• [LATIHAN]:
1) Tentukan apakah setiap pernyataan berikut sesuai dengan teks yang disediakan. Jawab ya atau tidak, lalu kutip kata-kata penentunya dari teks tersebut. (a) Dosen pengampu mata kuliah tersebut adalah bapak Faisal. (b) Ringkasan materi hanya diambil dari buku. (c) Penulis berada di kelas 3C Ilmu Komunikasi.
2) Menurut teks yang disediakan, mata kuliah apa yang diampu oleh bapak Faisal?

• [TEKS YANG DISEDIAKAN]:

# MODEL-MODEL KOMUNIKASI ANTAR BUDAYA (DODD, BENNETT) #gita amelia#3C

 <(  بِسْمِ اللَّهِ الرَّحْمَنِ الرَّحِيم  )>

...اَلسَّلاَمُ عَلَيْكُمْ وَرَحْمَةُ اللهِ وَبَرَكَاتُهُ

Nama  : Gita Amelia

Nim     : 2101030101

Kelas   : 3C Ilmu Komunikasi (FISIP)

Sebelumnya saya ingin berterimakasih kepada bapak dosen pengampu mata kuliah Komunikasi Antar Budaya yaitu bapak Faisal yang kami hormati, disini saya ingin menjabarkan sedikit tentang materi KOMUNIKASI ANTAR BUDAYA yang telah saya ringkas dari berbagai sumber seperti jurnal, buku, maupun youtube. Semoga bisa diterima dengan baik dan menjadi bermanfaat bagi kita semua, Aamiin..

• [MATERI YANG DITAMPILKAN]:
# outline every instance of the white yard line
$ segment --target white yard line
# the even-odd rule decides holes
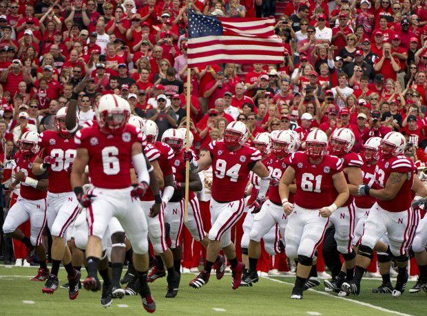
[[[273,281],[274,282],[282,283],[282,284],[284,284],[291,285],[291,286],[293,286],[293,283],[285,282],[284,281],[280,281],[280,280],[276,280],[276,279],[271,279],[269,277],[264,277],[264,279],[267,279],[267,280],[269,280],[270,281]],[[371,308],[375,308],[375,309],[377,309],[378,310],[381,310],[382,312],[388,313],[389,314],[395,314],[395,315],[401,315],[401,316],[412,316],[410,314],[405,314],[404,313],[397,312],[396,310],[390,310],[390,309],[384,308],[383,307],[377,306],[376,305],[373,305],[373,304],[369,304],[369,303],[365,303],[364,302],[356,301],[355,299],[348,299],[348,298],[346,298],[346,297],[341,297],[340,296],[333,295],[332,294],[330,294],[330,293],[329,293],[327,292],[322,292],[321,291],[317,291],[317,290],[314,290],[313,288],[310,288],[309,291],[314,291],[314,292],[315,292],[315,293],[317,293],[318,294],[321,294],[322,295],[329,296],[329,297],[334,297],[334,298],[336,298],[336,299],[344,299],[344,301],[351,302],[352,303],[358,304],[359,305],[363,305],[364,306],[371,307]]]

* * *

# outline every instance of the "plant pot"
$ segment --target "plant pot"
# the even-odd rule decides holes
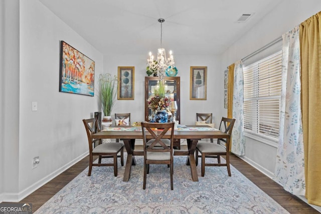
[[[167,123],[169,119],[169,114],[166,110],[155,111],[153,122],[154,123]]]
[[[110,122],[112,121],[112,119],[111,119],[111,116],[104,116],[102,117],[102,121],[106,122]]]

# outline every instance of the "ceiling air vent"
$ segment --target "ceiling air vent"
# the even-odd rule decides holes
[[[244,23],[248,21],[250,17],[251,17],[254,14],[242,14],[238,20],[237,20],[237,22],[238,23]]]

• [KUNCI JAWABAN]:
1)
(a) Ya: "bapak dosen pengampu mata kuliah Komunikasi Antar Budaya yaitu bapak Faisal"
(b) Tidak: "dari berbagai sumber seperti jurnal, buku, maupun youtube"
(c) Ya: "3C Ilmu Komunikasi (FISIP)"

2) Komunikasi Antar Budaya.